The Li Ion Battery

The Issue in Short

Presently (Oct. 2009) the world at large is in the throes of the financial crisis; before and after it was (and will be) shaken by the energy crisis. The articles "Terawatt challenge" and "Powering the planet" provide some background of particular interest to Material Science and Engineering students.
Every budding engineer knows, of course, that automobiles in the near future will run electrically, powered by batteries - at least this is the unavoidable conclusion if one just reads a newspaper occasionally or listens to news.
Is that true? Are we all going to drive around in electrical cars (or at least serious hybrids) in a few years that have about the same cost / performance relationship than present gasoline powered cars? This module will provide a few essentials for pondering this question.
First, we realize that the energy source in a future car will be a Li ion battery? Why is that? We will find out by recalling some basic facts about cars and doing a little quiz.
Before you read on, you should try to figure out the answers yourself by doing the extremely simple but highly illuminating quizzes (far too simple to be called "exercise") provided in the links.
Quiz 1
How much energy is contained in 1 liter of gasoline?
Find out by using data you know about your car.
What you could get is shown in the following table.

WHAT TO DO =>
[A] Update the Li ion battery text from "First, we realize" up to and including "the following table.", putting "diesel" wherever "gasoline" appears.
[B] Take the Li ion battery text further, continuing from the point where it stops.

RAW RECORDS =>
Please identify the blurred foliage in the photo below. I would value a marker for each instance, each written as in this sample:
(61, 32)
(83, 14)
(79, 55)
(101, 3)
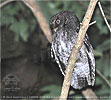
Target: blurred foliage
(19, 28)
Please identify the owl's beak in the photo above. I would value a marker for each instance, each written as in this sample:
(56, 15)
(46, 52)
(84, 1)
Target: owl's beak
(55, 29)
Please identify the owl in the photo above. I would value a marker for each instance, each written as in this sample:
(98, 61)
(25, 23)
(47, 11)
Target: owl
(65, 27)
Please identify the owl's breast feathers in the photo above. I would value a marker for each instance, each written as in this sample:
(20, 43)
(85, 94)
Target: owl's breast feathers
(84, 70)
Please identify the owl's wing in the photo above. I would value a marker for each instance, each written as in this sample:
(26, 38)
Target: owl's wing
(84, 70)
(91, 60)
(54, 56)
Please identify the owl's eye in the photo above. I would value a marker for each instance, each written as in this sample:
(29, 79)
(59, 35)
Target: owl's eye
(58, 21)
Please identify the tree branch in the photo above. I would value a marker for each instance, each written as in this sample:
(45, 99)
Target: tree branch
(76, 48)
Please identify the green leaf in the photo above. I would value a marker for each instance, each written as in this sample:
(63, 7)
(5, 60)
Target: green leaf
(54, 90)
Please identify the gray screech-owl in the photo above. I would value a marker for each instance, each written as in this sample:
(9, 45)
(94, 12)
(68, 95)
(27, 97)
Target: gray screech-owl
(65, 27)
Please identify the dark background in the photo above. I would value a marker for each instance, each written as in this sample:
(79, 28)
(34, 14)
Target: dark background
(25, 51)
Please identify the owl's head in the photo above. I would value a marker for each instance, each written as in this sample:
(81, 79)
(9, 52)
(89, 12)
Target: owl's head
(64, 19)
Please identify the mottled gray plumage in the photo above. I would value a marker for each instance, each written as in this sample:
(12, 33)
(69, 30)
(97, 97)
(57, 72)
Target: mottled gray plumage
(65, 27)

RESULTS FOR EACH TASK =>
[A]
First, we realize that the energy source in a future car will be a Li ion battery? Why is that? We will find out by recalling some basic facts about cars and doing a little quiz.
Before you read on, you should try to figure out the answers yourself by doing the extremely simple but highly illuminating quizzes (far too simple to be called "exercise") provided in the links.
Quiz 1
How much energy is contained in 1 liter of diesel?
Find out by using data you know about your car.
What you could get is shown in the following table.

[B]
Known Property SI units Stupid units
Mileage 10 km/l 23.5 miles/gallon
Range with full tank 500 km 311 miles
Engine Power P 100 kW 135 PS or horse powers
Average speed in going 500 km 120 km/h 74.6 miles/h
Average capacity of engine used 50 %  
Average efficieny h of engine used 0,3 or 33%  
Time t to cover 500 km 4.17 h  
Energy E consumed = 0,5Pt 208 kWh  
Energy EGcontained in 1 l of gasoline
= E/50 l ·h
12.6 kWh/l  
Not bad! The "official" number is EG » 10 kWh/l.
The "»" sign alludes to the (small) differences between premium, diesel, and so on. Who cares. We are only concerned about orders of magnitude here.
Is a specific energy of around 10 kWh /l a large or small number? Find out yourself in the next quiz:
Quiz 2
How large or small are 10 kWh /l
- in comparison to known energy (densities).
Here are some answers: 1 kWh energy is stored or used up in
  • 0,1 l gasoline
  • Large (85 Ah) truck battery.
  • 0,25 kg dry wood
  • 7,3 t H2O in a reservoir with 50 m height difference.
  • A weight of 367 t lifted to 1 m.
  • 9,5 l brought to a boil (100 oC) from 10oC.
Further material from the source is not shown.